Whether an entry is long or short, retype it exactly.

• Listed entries:
────
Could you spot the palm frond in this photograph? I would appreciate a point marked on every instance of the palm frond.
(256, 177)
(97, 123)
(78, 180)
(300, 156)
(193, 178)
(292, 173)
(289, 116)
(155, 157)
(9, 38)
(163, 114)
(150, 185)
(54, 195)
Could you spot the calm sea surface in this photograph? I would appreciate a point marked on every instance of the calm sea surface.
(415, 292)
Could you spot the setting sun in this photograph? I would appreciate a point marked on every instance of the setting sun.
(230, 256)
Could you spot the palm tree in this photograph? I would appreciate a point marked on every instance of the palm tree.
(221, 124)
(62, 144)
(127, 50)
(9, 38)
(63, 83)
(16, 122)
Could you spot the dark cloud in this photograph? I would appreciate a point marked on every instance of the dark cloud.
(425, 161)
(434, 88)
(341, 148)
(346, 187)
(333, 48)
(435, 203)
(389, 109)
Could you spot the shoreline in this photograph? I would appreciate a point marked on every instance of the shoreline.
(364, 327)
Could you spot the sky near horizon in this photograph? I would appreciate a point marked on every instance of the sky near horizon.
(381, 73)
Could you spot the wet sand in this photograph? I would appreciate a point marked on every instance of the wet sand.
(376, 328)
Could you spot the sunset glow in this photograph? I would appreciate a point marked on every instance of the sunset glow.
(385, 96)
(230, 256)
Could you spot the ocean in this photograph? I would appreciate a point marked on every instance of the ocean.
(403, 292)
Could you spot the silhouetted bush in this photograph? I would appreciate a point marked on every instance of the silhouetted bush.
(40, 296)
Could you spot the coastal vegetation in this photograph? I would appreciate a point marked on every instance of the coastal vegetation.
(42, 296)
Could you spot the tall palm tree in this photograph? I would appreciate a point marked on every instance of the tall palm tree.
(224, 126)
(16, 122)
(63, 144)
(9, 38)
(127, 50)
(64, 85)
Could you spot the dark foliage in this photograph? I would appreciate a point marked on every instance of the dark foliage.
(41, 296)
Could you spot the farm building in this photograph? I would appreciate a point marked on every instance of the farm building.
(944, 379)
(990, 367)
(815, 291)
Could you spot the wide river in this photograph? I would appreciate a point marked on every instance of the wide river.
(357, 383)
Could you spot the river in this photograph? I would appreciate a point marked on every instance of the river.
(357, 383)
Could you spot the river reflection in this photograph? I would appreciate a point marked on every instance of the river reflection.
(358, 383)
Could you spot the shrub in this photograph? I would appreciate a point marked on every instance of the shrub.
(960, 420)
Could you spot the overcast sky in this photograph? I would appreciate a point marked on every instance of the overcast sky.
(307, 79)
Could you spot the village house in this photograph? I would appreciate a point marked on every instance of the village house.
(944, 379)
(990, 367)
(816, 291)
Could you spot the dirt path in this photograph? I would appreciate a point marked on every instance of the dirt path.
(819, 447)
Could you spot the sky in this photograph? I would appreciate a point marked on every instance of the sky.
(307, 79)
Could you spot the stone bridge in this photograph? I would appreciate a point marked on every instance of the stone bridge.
────
• Expected answer:
Could you spot the palm frond in this photograph? I would appreciate a point marked on every instance of the palm frond.
(256, 177)
(97, 123)
(78, 180)
(300, 156)
(193, 178)
(292, 173)
(289, 116)
(155, 157)
(9, 38)
(163, 114)
(150, 185)
(54, 195)
Could you spot the calm sea surface in this photograph? I would appreciate a point marked on every instance of the calm sea surface.
(415, 292)
Could you spot the setting sun in this photograph? I would appreciate a point marked on every instance of the setting sun.
(230, 256)
Could you spot the palm tree in this photograph? I would appreciate a point marked on every instance of the palm tree.
(221, 124)
(62, 144)
(127, 50)
(9, 38)
(63, 83)
(16, 122)
Could you spot the dark cloud in this photograph? I would appreciate a point marked on every instance of the dark cloud.
(425, 161)
(434, 88)
(341, 148)
(346, 187)
(333, 48)
(435, 203)
(389, 109)
Could you spot the shoreline in this photograph? I would appreciate a point marked on every instance of the shoreline.
(364, 327)
Could you spot the sky near horizon in this photograph? I would appreciate a point marked on every instance of the sky near horizon.
(381, 73)
Could you spot the wet sand in this photograph? I would appreciate a point marked on every instance of the wet sand.
(376, 328)
Could you spot the sunset glow in this photograph? I would appreciate a point marked on every instance of the sunset glow.
(385, 96)
(230, 256)
Could you spot the ocean in this photograph? I would appreciate a point marked on every instance of the ocean.
(403, 292)
Could you spot the silhouetted bush in this photograph? I would appreciate a point marked on every instance of the silhouetted bush.
(40, 296)
Could you spot the coastal vegetation in this photograph? I would appreciate a point marked on every instance of the coastal vegetation.
(42, 296)
Could you spot the tall palm tree in this photograph? I would appreciate a point marked on every instance of the tall palm tree.
(224, 126)
(16, 122)
(63, 144)
(9, 38)
(127, 50)
(64, 85)
Could you spot the dark foliage in this photograph? I would appreciate a point marked on every instance of the dark foliage.
(41, 296)
Could you spot the farm building in this photograph? I would appreciate a point marked on every instance of the farm building.
(944, 379)
(990, 367)
(815, 291)
Could you spot the wide river in this photograph? I would appreciate a point marked on every instance of the wide river.
(357, 383)
Could you spot the river in this photograph? I would appreciate a point marked on every instance of the river.
(357, 383)
Could you spot the river reflection in this photograph? I would appreciate a point marked on every instance of the river reflection.
(358, 383)
Could you spot the shrub in this photograph? I would appreciate a point marked on every instance of the shrub.
(960, 420)
Could you spot the overcast sky in this photograph? I would appreciate a point marked on every instance of the overcast sky.
(307, 79)
Could you spot the village house in this photograph? I would appreciate a point marked on every instance of the village house.
(944, 379)
(990, 367)
(816, 291)
Could you spot the dirt path in this photograph? I would appreciate a point marked on every instance of the dirt path.
(819, 447)
Could you spot the sky in this photograph? I would appreciate a point marked on every instance of the sky.
(307, 79)
Could you spot the stone bridge in this photograph? I would appreciate a point marked on every instance of the stone bridge.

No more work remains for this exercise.